**TEXT BLOCK**
□ □ □ □ □

By Nick Tumminello
We’ve all heard the saying: “Give a man a fish, feed him for a day. Teach a man to fish, feed him for a lifetime.”
In my first installment
to this Functional Spectrum Bodybuilding (FSB) series, I showed you how to use the Performance U
FSB system to ensure that every workout:
- Is fully comprehensive
- Hits the muscle group you’re targeting (that day) in the most effective manner possible
- Stimulates constant muscle growth
In each installment from here on out, I’m also going to “give you a fish”, by showing you how we apply the FSB system to train specific body-parts. This way, before you hit the ground running with our FSB system, you can be sure you’ll be running in the right direction.
The first sample FSB workout I’m giving you is for Chest.
Before we get into my the program, here’s a quick review of the FSB exercises classification system, which we’ll apply to both traditional and unconventional chest exercises.
3 Types of FSB Exercise Classifications for Chest
In our FSB system, we categorize exercises according to three types based on their Point of Maximal Loading
(PML) on the muscle. This classification system includes compound and isolation exercises with both free weights and plate loaded machines. The three catergories are:
1. Exercises that create the most load (PML) on the muscle (or muscle group) in the lengthened position
. These exercises create the most muscle damage – that’s a good thing!

□ □ □ □ □

[Stored items from a collection]
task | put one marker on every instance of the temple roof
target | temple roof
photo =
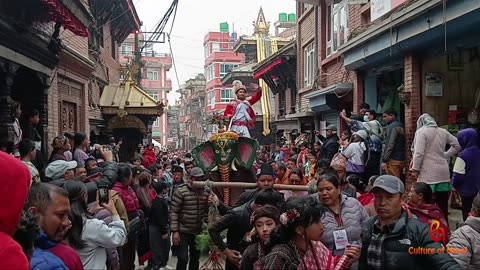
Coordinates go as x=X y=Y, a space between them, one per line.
x=128 y=97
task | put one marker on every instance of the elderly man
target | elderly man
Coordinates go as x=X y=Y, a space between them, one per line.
x=330 y=143
x=392 y=240
x=51 y=205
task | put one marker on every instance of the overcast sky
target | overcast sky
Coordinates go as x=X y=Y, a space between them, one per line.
x=197 y=17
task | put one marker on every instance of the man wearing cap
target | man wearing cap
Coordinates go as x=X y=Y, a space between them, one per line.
x=375 y=137
x=392 y=240
x=237 y=223
x=240 y=111
x=330 y=143
x=188 y=209
x=59 y=171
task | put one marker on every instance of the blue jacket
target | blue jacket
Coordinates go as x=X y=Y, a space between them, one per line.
x=42 y=258
x=466 y=172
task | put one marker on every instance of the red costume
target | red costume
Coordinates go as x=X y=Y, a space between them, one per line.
x=230 y=109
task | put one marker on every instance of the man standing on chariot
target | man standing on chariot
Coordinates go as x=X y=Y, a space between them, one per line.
x=240 y=111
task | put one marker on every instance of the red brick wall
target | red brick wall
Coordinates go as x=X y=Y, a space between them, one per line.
x=412 y=110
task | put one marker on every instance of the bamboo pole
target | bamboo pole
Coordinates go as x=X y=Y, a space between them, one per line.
x=200 y=184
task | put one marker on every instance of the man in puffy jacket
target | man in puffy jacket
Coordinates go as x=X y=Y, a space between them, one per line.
x=393 y=241
x=189 y=207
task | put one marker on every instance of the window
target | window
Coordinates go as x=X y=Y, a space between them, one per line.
x=226 y=95
x=126 y=49
x=210 y=72
x=152 y=75
x=336 y=26
x=155 y=96
x=215 y=47
x=226 y=68
x=309 y=65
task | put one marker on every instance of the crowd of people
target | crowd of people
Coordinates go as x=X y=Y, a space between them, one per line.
x=86 y=209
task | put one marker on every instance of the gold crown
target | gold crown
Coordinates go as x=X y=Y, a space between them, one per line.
x=226 y=136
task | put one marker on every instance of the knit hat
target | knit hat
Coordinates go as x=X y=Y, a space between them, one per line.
x=59 y=141
x=58 y=168
x=362 y=134
x=265 y=211
x=266 y=169
x=237 y=85
x=339 y=160
x=332 y=128
x=177 y=169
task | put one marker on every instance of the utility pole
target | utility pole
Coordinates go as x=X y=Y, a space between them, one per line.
x=137 y=61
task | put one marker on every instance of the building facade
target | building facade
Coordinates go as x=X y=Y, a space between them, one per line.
x=220 y=59
x=154 y=80
x=31 y=59
x=192 y=112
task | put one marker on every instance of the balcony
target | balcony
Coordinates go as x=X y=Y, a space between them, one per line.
x=168 y=84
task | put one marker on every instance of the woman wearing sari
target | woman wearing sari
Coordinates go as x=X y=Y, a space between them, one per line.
x=296 y=243
x=429 y=164
x=420 y=205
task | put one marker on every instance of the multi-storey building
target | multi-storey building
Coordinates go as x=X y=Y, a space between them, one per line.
x=173 y=140
x=220 y=59
x=154 y=80
x=81 y=39
x=193 y=120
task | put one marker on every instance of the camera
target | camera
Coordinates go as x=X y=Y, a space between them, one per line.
x=103 y=195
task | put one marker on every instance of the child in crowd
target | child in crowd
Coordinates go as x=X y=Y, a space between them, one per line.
x=159 y=228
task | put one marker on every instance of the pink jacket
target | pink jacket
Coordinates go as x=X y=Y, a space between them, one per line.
x=430 y=158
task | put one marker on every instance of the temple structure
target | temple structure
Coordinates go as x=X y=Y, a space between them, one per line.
x=257 y=47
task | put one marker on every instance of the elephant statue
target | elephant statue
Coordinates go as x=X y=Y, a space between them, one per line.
x=224 y=152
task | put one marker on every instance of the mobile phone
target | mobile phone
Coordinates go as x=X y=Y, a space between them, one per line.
x=103 y=195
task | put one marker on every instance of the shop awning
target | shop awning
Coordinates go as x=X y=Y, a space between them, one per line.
x=130 y=99
x=73 y=15
x=268 y=68
x=274 y=60
x=326 y=99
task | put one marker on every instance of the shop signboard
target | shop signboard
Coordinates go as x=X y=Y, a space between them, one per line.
x=378 y=8
x=433 y=84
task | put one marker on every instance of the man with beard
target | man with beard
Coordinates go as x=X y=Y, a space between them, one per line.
x=51 y=205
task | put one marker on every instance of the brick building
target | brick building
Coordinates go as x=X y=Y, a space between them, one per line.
x=154 y=80
x=192 y=112
x=220 y=59
x=389 y=54
x=30 y=51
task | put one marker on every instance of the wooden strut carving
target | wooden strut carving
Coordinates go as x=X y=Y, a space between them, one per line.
x=225 y=176
x=244 y=185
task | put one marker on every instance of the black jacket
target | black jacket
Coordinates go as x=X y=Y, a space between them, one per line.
x=394 y=148
x=329 y=147
x=406 y=234
x=109 y=177
x=237 y=221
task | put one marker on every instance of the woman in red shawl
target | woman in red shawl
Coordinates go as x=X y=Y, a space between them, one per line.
x=296 y=244
x=420 y=205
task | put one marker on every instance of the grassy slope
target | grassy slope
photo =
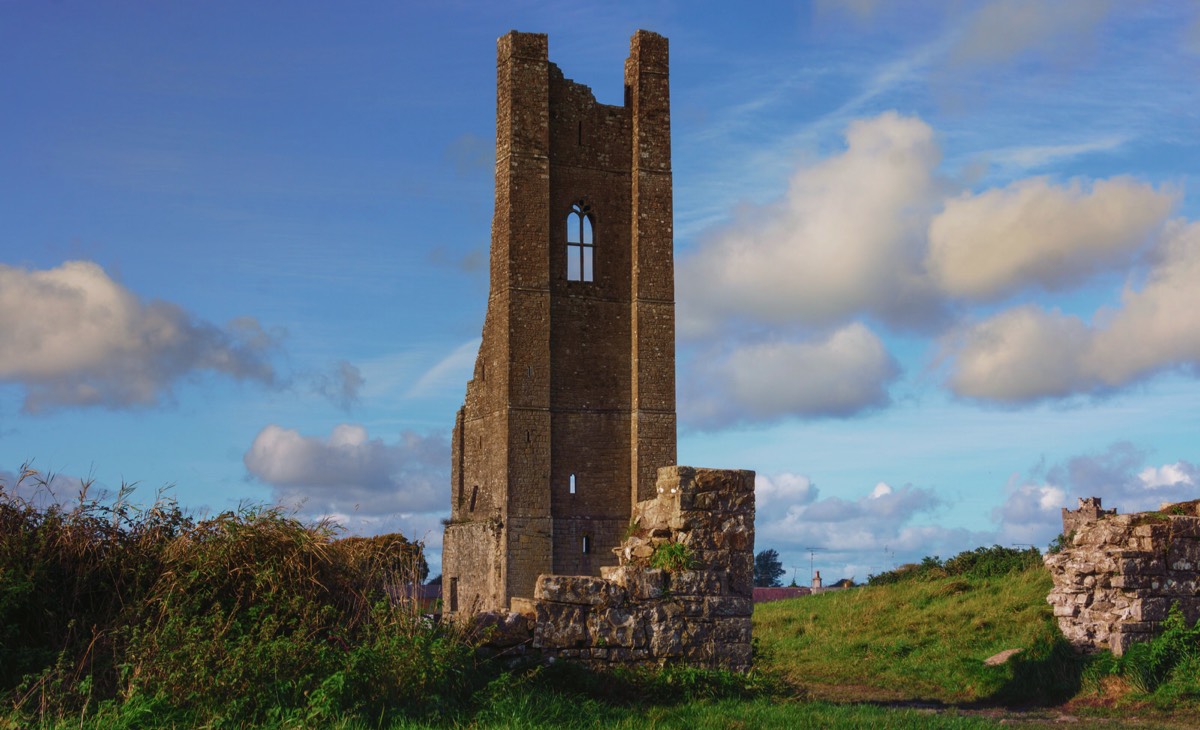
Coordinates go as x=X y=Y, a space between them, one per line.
x=911 y=640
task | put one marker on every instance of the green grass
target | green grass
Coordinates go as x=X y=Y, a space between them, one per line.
x=120 y=617
x=923 y=639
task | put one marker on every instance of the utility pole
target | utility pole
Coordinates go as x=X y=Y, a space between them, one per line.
x=811 y=554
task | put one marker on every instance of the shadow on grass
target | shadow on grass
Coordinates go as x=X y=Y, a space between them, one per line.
x=1049 y=672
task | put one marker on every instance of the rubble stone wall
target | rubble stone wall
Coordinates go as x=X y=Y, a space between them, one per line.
x=639 y=614
x=1119 y=575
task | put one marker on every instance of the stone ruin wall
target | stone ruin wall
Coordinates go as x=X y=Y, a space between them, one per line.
x=635 y=614
x=1119 y=575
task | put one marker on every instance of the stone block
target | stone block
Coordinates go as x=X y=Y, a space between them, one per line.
x=695 y=582
x=577 y=590
x=616 y=627
x=561 y=626
x=729 y=605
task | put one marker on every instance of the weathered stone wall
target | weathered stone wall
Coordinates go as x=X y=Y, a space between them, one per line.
x=571 y=406
x=1119 y=575
x=636 y=614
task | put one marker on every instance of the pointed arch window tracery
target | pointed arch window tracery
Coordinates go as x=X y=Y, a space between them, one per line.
x=580 y=244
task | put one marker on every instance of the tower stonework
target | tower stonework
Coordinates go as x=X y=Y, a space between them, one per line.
x=571 y=410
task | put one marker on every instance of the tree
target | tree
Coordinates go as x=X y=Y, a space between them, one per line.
x=767 y=569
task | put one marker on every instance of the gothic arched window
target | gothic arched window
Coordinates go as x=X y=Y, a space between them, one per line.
x=580 y=264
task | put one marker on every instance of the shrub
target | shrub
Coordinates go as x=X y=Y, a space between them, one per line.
x=672 y=557
x=1147 y=665
x=247 y=617
x=981 y=562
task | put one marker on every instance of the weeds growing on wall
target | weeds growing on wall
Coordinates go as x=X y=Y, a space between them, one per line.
x=673 y=557
x=246 y=617
x=1170 y=662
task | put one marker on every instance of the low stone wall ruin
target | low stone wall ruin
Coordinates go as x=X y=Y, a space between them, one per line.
x=1119 y=575
x=637 y=614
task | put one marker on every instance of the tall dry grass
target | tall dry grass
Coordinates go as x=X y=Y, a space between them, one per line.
x=246 y=616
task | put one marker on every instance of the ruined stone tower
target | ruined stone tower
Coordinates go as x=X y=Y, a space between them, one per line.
x=571 y=407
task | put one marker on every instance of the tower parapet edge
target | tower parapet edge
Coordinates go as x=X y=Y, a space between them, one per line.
x=571 y=407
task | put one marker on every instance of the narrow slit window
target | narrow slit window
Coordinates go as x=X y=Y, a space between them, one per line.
x=580 y=245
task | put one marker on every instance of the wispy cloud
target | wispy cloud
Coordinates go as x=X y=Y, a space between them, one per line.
x=1030 y=353
x=451 y=371
x=348 y=472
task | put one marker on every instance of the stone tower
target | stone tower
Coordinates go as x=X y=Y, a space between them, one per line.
x=571 y=407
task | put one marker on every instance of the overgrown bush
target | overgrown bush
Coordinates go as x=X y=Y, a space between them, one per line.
x=245 y=617
x=673 y=557
x=1176 y=650
x=981 y=562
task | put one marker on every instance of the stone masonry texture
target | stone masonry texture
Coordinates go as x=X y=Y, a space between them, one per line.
x=1119 y=575
x=570 y=411
x=639 y=614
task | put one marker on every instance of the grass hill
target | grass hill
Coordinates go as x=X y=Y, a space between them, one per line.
x=120 y=617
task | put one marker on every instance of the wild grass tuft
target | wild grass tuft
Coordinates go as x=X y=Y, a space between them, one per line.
x=246 y=617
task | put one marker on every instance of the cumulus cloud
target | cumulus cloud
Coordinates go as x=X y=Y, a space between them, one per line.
x=1002 y=30
x=1038 y=233
x=843 y=375
x=348 y=473
x=72 y=336
x=847 y=237
x=1031 y=513
x=1032 y=509
x=1030 y=353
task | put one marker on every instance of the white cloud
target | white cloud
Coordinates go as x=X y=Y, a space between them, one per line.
x=1169 y=474
x=1002 y=30
x=1041 y=155
x=1032 y=512
x=72 y=336
x=1038 y=233
x=1030 y=353
x=783 y=489
x=351 y=473
x=847 y=237
x=855 y=537
x=450 y=372
x=845 y=374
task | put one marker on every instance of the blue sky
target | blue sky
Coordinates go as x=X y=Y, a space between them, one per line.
x=936 y=263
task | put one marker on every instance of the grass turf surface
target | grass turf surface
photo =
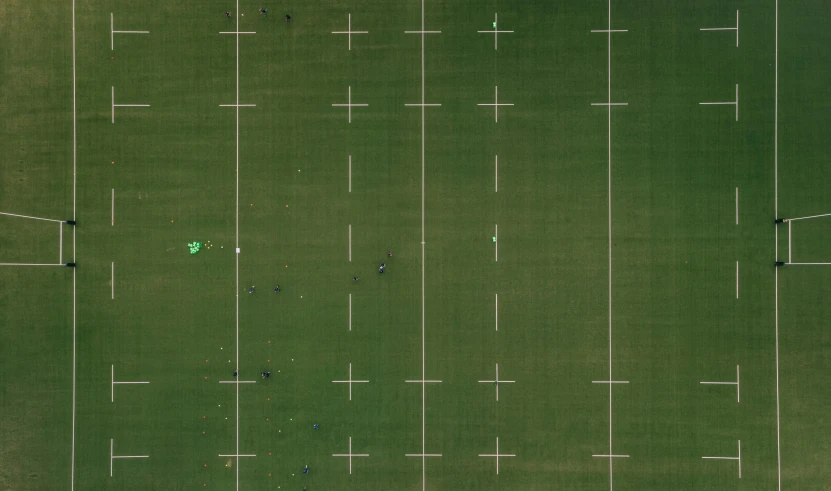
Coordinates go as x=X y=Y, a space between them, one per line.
x=675 y=318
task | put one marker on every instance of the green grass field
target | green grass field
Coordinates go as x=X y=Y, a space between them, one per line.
x=683 y=290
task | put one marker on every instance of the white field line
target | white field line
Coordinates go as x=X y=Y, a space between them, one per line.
x=496 y=311
x=113 y=32
x=350 y=455
x=349 y=32
x=737 y=383
x=497 y=381
x=74 y=270
x=113 y=457
x=26 y=216
x=495 y=104
x=31 y=264
x=497 y=455
x=113 y=383
x=739 y=458
x=496 y=32
x=726 y=29
x=496 y=244
x=812 y=216
x=350 y=381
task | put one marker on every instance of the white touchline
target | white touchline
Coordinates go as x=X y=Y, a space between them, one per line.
x=726 y=29
x=350 y=381
x=736 y=383
x=495 y=32
x=74 y=213
x=495 y=104
x=739 y=458
x=349 y=32
x=113 y=31
x=113 y=457
x=609 y=31
x=496 y=382
x=497 y=455
x=423 y=380
x=349 y=105
x=350 y=455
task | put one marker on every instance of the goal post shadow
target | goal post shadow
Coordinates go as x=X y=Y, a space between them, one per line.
x=34 y=241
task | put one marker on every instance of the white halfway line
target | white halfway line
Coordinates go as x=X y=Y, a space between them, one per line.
x=113 y=383
x=349 y=105
x=739 y=458
x=113 y=31
x=114 y=105
x=349 y=32
x=350 y=381
x=496 y=34
x=736 y=103
x=113 y=457
x=726 y=29
x=495 y=104
x=497 y=455
x=736 y=383
x=350 y=455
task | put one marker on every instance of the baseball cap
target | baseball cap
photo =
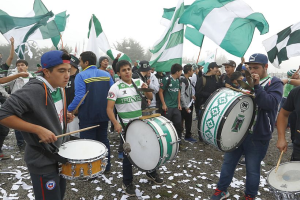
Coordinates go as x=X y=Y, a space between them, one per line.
x=213 y=65
x=74 y=61
x=230 y=63
x=258 y=58
x=144 y=66
x=52 y=58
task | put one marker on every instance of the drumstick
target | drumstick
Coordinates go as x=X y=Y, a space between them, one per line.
x=240 y=91
x=279 y=161
x=80 y=102
x=70 y=133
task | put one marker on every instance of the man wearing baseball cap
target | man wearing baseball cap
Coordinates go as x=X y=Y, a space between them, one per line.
x=268 y=94
x=70 y=93
x=229 y=69
x=39 y=111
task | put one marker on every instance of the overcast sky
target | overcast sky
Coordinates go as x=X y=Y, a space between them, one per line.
x=140 y=20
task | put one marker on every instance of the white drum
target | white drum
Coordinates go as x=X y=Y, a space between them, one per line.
x=285 y=183
x=86 y=159
x=226 y=118
x=153 y=142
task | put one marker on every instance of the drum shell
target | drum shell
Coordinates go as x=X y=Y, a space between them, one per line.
x=84 y=168
x=159 y=126
x=238 y=97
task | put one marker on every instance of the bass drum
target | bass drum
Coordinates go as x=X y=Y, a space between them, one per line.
x=226 y=118
x=153 y=142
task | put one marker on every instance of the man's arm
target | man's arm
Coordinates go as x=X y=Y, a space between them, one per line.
x=17 y=123
x=282 y=121
x=111 y=115
x=12 y=52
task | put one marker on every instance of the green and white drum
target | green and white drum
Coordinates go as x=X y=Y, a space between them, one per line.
x=153 y=142
x=226 y=118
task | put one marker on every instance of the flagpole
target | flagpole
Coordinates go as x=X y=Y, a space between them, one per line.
x=62 y=43
x=199 y=52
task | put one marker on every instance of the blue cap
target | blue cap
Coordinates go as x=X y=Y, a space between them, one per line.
x=52 y=58
x=258 y=58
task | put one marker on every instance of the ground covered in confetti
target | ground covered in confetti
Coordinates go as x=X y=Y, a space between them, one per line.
x=192 y=175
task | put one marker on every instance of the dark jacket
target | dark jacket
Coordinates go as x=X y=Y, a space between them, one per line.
x=267 y=99
x=202 y=93
x=33 y=105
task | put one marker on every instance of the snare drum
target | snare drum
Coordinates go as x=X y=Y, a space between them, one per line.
x=153 y=142
x=285 y=183
x=226 y=118
x=86 y=159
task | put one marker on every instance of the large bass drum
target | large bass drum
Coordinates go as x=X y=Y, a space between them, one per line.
x=226 y=118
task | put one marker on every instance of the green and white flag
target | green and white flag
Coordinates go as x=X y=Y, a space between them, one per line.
x=168 y=49
x=98 y=39
x=283 y=45
x=61 y=22
x=37 y=25
x=229 y=23
x=210 y=58
x=191 y=34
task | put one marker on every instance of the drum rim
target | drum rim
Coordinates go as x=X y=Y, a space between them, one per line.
x=129 y=157
x=79 y=161
x=223 y=120
x=273 y=170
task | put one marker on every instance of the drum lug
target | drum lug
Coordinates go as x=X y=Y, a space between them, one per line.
x=73 y=170
x=81 y=172
x=172 y=143
x=90 y=168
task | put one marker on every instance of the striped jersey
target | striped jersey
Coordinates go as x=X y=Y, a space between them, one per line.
x=127 y=100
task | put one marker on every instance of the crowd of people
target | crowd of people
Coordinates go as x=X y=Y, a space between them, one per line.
x=42 y=105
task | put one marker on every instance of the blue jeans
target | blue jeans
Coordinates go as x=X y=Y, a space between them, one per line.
x=254 y=151
x=19 y=137
x=99 y=134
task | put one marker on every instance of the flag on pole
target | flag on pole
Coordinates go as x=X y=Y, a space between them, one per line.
x=210 y=58
x=37 y=25
x=98 y=39
x=61 y=22
x=168 y=49
x=283 y=45
x=229 y=23
x=191 y=34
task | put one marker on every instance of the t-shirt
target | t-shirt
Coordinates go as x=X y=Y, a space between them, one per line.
x=127 y=100
x=291 y=104
x=171 y=91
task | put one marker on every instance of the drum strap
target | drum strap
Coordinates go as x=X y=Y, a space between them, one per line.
x=50 y=155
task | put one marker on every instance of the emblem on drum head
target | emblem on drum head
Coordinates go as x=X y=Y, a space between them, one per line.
x=50 y=185
x=238 y=122
x=244 y=106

□ □ □ □ □

**GOAL**
Copy the passage of the chest workout article between "The first sample" and "unconventional chest exercises.", inclusive, and replace "review" with "recap".

**OUTPUT BELOW**
The first sample FSB workout I’m giving you is for Chest.
Before we get into my the program, here’s a quick recap of the FSB exercises classification system, which we’ll apply to both traditional and unconventional chest exercises.